**Your task**: Rewrite the records below, substituting "pin" for each "marker" and leaving everything else unchanged.

[Begin Information supplied]

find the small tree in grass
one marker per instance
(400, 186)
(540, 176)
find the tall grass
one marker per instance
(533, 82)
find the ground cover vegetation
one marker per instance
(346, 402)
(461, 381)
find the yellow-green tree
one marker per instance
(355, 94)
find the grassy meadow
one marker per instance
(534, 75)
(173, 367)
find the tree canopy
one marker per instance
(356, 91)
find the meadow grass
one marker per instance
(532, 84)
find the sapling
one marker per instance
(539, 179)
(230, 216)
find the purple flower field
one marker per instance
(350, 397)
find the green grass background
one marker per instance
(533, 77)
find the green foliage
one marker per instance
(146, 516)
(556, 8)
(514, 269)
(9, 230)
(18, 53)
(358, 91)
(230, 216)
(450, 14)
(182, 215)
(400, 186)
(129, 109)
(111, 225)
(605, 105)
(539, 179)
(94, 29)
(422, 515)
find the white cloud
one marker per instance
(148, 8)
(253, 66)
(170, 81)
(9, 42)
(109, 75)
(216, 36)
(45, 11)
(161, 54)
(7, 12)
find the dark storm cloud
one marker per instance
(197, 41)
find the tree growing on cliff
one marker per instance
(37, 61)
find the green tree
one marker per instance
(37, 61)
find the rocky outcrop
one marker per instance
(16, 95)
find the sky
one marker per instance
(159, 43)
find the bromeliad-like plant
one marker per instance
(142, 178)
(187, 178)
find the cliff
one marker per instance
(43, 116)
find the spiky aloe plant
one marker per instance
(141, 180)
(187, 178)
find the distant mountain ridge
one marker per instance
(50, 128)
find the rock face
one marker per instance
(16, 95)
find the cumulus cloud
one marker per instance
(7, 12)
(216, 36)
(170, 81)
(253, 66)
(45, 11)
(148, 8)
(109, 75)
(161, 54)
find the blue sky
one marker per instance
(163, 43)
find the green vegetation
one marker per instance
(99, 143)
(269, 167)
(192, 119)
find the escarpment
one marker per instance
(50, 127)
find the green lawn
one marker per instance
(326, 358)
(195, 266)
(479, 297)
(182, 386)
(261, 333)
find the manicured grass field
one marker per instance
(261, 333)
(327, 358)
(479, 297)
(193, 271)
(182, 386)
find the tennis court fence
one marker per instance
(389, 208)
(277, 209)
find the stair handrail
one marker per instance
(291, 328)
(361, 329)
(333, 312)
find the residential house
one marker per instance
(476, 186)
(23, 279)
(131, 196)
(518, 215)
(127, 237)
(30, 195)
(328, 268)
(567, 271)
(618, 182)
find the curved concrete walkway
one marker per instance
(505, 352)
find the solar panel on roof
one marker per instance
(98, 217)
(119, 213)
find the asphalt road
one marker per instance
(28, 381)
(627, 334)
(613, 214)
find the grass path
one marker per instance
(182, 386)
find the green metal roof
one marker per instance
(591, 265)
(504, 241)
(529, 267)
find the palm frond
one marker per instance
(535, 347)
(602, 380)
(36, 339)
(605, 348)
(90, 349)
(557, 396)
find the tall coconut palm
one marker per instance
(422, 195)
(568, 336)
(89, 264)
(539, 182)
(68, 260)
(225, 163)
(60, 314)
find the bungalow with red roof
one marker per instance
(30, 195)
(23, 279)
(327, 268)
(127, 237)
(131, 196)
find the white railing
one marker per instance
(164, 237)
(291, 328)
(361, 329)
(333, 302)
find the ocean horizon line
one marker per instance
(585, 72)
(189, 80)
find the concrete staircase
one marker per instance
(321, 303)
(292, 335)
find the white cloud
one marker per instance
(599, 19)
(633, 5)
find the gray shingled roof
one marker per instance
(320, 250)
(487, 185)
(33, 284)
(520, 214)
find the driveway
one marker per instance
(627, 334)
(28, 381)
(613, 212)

[End Information supplied]

**Response to this exercise**:
find the small tree in grass
one pin per instance
(400, 186)
(540, 176)
find the tall grass
one pin per instance
(533, 82)
find the ground cover vegetation
one pin per instance
(346, 402)
(461, 381)
find the yellow-green tree
one pin per instance
(355, 94)
find the grassy meadow
one pin per instance
(534, 75)
(173, 367)
find the tree canopy
one pin per instance
(356, 91)
find the meadow grass
one pin per instance
(532, 84)
find the sapling
one pin per instance
(539, 179)
(230, 216)
find the purple flower field
one pin per instance
(350, 397)
find the green grass background
one pin per instance
(533, 77)
find the green foliage
one pin per instance
(146, 516)
(556, 8)
(514, 269)
(9, 230)
(18, 53)
(358, 91)
(230, 216)
(450, 14)
(182, 215)
(400, 186)
(129, 109)
(111, 225)
(605, 105)
(539, 179)
(94, 29)
(422, 515)
find the white cloud
one pin per instance
(148, 8)
(253, 66)
(170, 81)
(9, 42)
(109, 75)
(216, 36)
(45, 11)
(161, 54)
(7, 12)
find the dark storm cloud
one pin per instance
(197, 41)
find the tree growing on cliff
one pin per instance
(37, 61)
find the green tree
one pin per instance
(37, 61)
find the rocky outcrop
one pin per instance
(16, 95)
find the sky
one pin per instance
(159, 43)
find the bromeliad-like plant
one pin per instance
(142, 178)
(187, 178)
find the cliff
one pin per instance
(43, 116)
find the spiky aloe plant
one pin per instance
(141, 180)
(187, 178)
find the distant mountain ridge
one pin per instance
(50, 128)
find the rock face
one pin per instance
(16, 95)
find the cumulus cloud
one pin per instance
(7, 12)
(216, 36)
(170, 81)
(253, 66)
(45, 11)
(148, 8)
(109, 75)
(161, 54)
find the blue sky
one pin per instance
(163, 43)
find the green vegetation
one pin per instance
(99, 143)
(269, 167)
(192, 119)
find the escarpment
one pin per instance
(50, 127)
find the green lawn
one pin per instance
(326, 358)
(195, 266)
(479, 297)
(182, 386)
(261, 333)
find the manicured grass field
one pin per instance
(261, 333)
(327, 358)
(479, 297)
(193, 271)
(182, 386)
find the tennis court fence
one pin per instance
(389, 208)
(277, 209)
find the stair handrail
one pin per instance
(291, 328)
(361, 329)
(333, 312)
find the residential house
one pin per instance
(476, 186)
(23, 279)
(131, 196)
(518, 215)
(127, 237)
(30, 195)
(328, 268)
(567, 271)
(618, 182)
find the curved concrete walkway
one pin per instance
(505, 352)
find the solar panel on roof
one pin per instance
(98, 217)
(119, 213)
find the asphalt road
one pin per instance
(28, 381)
(627, 334)
(613, 214)
find the grass path
one pin per instance
(182, 386)
find the green metal roof
one pin per instance
(591, 265)
(504, 241)
(529, 267)
find the palm frond
one pin per instance
(535, 347)
(602, 380)
(36, 339)
(605, 348)
(90, 349)
(557, 396)
find the tall coconut palm
one pin per instance
(422, 195)
(568, 336)
(89, 264)
(539, 182)
(68, 260)
(225, 163)
(60, 314)
find the bungalow with red roof
one pin per instance
(30, 195)
(23, 279)
(327, 268)
(127, 237)
(131, 196)
find the white railing
one pin per instance
(164, 237)
(291, 328)
(361, 329)
(333, 302)
find the ocean horizon line
one pin per instance
(585, 72)
(189, 80)
find the concrete staircase
one pin per instance
(321, 303)
(292, 335)
find the white cloud
one pin per instance
(599, 19)
(633, 5)
find the gray shingled roof
one pin per instance
(320, 250)
(487, 185)
(33, 284)
(520, 214)
find the driveway
one pin per instance
(627, 334)
(28, 381)
(613, 212)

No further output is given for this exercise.